In the nursing shortage text, reproduce word for word the passage starting at "Technology Training" and ending at "and other errors.".

Exercise text:
* * * * * * *

Strategies for Alleviating the Nursing Shortage

Given the connection between nurse staffing and patient outcomes, health and hospital experts such as nurse leaders, have come up with a number of strategies to address nursing shortage issues. The goal is to alleviate the challenges nurses face, reduce burnout, and improve patient care. The following are some of the proposals that nurses and other healthcare experts have proposed.

Appropriate Staffing Levels

National Nurses United calls for hospitals to increase staffing levels, reducing high NTPRs. Adequate staffing can alleviate nurse fatigue, reduce errors, and improve patient outcomes. It can also improve working conditions and reduce nurse injuries.

Focus on the Education Pipeline

The American Association of Colleges of Nursing proposes several changes to increase the number of nurses in the profession by increasing the number of nursing faculty and nursing students. Proposals include:

  • Faculty development. Streamline graduate studies to develop faculty more quickly.
  • Establish programs to attract middle school and high school students.
  • Career training. Encourage hospitals and other employers to provide upskilling and other staff development programs.

Technology Training

During the pandemic, many healthcare providers adopted telemedicine to provide care. Other technological advances include electronic health records (EHR) and electronic medical records (EMR). These technologies can save nurses time and make them more efficient at their jobs. However, nurses must receive proper training on these technologies to avoid making input and other errors.

* * * * * * *

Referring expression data
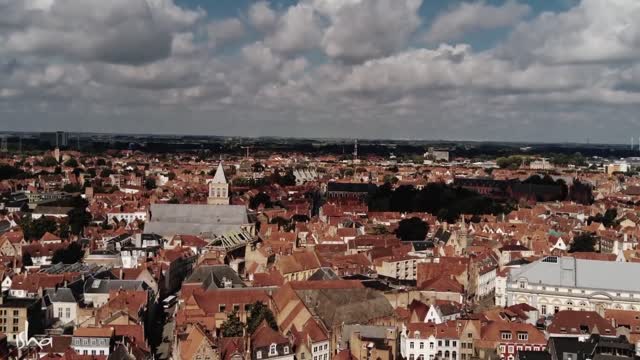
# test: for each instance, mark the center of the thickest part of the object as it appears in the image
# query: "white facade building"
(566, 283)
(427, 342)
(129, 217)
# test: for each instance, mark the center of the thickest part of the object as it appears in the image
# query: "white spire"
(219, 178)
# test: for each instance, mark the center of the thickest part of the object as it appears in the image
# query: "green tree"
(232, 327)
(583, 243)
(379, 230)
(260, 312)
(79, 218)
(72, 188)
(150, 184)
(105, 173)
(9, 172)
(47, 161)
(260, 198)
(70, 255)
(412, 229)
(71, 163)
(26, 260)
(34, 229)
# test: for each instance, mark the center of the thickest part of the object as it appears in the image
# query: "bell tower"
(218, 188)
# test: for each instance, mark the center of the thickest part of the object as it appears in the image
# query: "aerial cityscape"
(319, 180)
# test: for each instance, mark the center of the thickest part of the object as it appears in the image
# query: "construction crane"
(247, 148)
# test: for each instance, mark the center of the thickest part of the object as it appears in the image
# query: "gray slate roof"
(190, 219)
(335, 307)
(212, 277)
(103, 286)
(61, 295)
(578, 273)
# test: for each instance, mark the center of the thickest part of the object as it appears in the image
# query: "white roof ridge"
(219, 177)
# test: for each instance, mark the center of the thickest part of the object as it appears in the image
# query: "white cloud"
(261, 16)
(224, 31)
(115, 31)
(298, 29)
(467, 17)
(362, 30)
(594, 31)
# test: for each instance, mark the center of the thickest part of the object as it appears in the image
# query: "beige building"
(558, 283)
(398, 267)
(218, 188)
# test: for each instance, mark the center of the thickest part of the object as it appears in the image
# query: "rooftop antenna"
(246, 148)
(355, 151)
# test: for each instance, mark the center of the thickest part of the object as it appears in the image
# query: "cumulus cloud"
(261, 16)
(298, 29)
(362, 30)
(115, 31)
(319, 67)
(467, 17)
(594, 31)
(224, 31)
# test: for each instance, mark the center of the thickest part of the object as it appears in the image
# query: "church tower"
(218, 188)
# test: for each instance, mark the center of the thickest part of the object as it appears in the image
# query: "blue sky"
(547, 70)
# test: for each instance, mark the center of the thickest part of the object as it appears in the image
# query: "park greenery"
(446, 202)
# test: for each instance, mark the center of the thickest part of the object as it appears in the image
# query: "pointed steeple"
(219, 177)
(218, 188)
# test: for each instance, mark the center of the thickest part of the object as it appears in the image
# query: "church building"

* * * * * * *

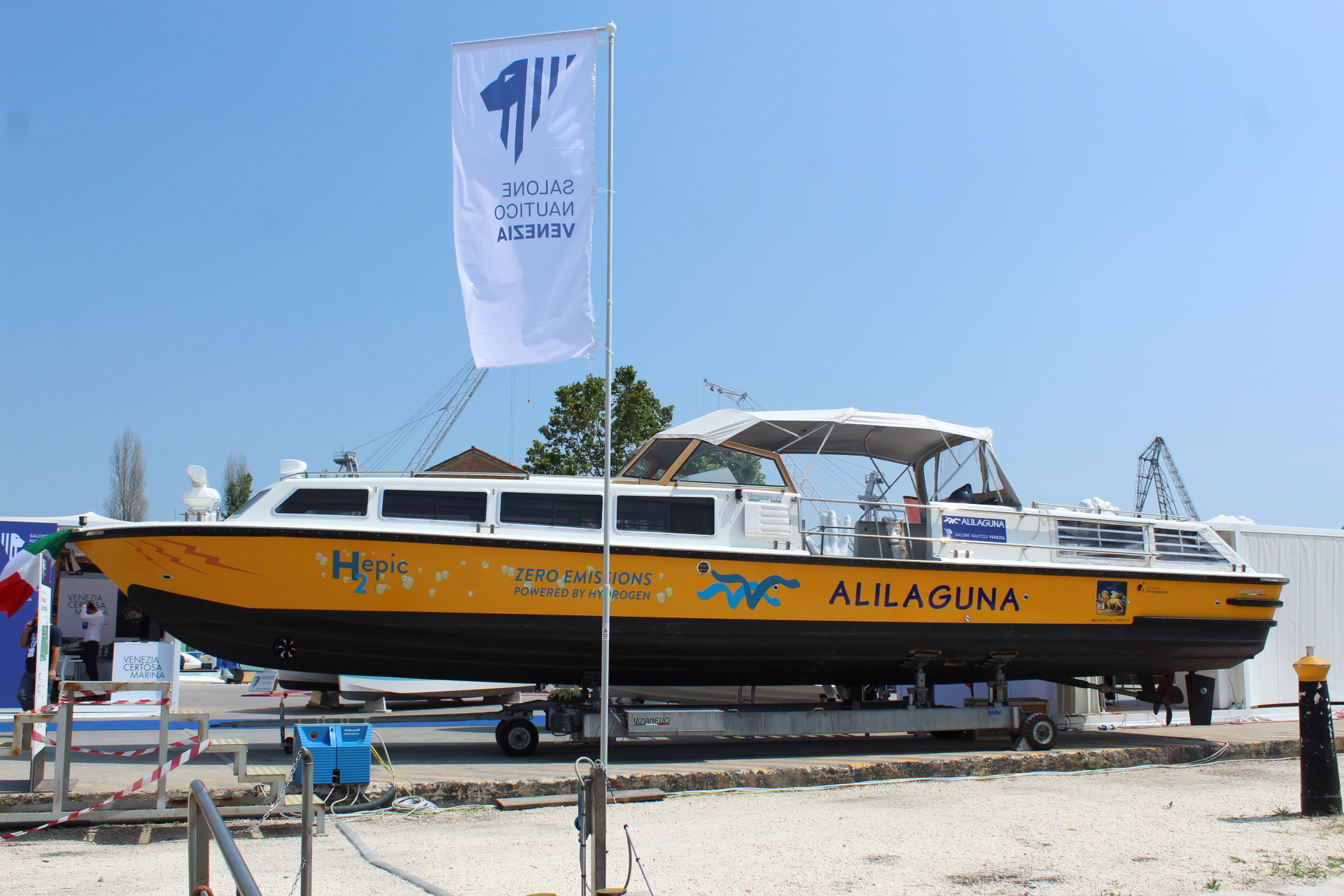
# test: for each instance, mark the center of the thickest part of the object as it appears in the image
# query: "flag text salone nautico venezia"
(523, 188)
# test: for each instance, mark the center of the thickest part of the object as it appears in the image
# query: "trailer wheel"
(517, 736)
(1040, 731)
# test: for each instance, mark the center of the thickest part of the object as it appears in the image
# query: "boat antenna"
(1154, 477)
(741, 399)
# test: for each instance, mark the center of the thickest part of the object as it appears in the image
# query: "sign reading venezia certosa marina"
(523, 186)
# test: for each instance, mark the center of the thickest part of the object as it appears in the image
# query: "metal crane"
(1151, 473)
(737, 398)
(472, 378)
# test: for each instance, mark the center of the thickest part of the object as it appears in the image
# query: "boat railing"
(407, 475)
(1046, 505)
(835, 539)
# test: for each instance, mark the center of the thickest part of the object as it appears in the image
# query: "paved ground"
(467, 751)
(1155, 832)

* * * * * * *

Output:
Technology Training

During the pandemic, many healthcare providers adopted telemedicine to provide care. Other technological advances include electronic health records (EHR) and electronic medical records (EMR). These technologies can save nurses time and make them more efficient at their jobs. However, nurses must receive proper training on these technologies to avoid making input and other errors.